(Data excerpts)
* * * * * * * * *
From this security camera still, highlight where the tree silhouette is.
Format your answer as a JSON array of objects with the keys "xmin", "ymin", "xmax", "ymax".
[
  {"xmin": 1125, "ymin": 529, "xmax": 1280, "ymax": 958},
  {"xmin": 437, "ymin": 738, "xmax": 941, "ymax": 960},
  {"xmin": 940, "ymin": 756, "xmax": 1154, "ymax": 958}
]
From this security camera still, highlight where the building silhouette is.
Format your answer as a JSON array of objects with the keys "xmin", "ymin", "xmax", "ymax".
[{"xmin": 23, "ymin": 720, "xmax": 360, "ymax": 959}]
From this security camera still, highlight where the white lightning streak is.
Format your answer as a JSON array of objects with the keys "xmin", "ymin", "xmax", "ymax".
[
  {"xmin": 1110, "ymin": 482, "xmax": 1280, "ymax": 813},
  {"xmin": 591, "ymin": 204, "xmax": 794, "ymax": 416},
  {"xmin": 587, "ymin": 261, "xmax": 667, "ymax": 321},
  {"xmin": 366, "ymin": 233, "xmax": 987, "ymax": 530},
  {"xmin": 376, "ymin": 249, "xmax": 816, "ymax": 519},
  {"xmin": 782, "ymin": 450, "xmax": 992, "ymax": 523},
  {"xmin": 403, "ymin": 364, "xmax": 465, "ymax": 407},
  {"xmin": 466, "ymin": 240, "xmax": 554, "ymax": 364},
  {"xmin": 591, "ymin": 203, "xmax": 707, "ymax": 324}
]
* * * * * * * * *
Repeat exactly the lines of the data from the first one through the line with "From this security camera still, highlight where the building", both of them included.

From this security camera still, highlight where the tree silhouette is.
Format your answer as a JSON array of objects with the keys "xmin", "ymin", "xmax", "ymax".
[
  {"xmin": 1125, "ymin": 529, "xmax": 1280, "ymax": 958},
  {"xmin": 437, "ymin": 738, "xmax": 941, "ymax": 960},
  {"xmin": 940, "ymin": 756, "xmax": 1154, "ymax": 958}
]
From this security camera still, highlight where the building silhouette is.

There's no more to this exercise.